**WORK ORDER:**
Find the line that contains "Indicate the blurred", then repeat it and each line after it to the end of the records, exactly.
*** Begin section ***
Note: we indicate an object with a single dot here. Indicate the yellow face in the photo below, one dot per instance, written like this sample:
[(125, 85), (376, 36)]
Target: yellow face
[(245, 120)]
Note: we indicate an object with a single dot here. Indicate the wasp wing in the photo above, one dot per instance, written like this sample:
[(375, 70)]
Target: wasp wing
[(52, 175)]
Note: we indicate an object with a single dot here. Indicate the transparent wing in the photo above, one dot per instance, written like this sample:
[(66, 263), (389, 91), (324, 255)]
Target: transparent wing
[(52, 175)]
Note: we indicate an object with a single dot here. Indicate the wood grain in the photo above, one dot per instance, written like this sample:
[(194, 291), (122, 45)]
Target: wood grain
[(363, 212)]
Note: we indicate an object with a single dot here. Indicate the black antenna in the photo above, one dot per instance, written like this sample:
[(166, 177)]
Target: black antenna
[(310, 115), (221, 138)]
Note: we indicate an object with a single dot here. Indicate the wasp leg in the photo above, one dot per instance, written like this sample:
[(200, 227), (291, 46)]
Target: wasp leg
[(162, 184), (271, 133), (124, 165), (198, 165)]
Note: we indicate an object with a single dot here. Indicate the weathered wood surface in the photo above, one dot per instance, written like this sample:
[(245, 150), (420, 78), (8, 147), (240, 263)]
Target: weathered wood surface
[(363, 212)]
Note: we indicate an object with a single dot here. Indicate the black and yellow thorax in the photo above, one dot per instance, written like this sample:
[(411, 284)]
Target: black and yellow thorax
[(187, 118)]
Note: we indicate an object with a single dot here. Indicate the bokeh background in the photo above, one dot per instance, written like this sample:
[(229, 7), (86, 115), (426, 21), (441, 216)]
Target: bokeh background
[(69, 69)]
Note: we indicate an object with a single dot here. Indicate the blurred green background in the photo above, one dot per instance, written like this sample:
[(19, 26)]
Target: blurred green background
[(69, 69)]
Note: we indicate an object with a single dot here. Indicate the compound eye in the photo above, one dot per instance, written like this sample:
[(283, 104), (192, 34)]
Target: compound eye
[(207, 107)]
*** End section ***
**REPLY:**
Note: we indicate an object with a single dot here. Indicate the blurred green background in the photo above, one dot per instance, written like this sample:
[(19, 26)]
Target: blurred green background
[(69, 69)]
Note: we indicate an object with a single dot here. Indicate the compound eye in the photo above, one dot per instance, written like this sample:
[(283, 104), (192, 34)]
Target: compound eye
[(207, 107)]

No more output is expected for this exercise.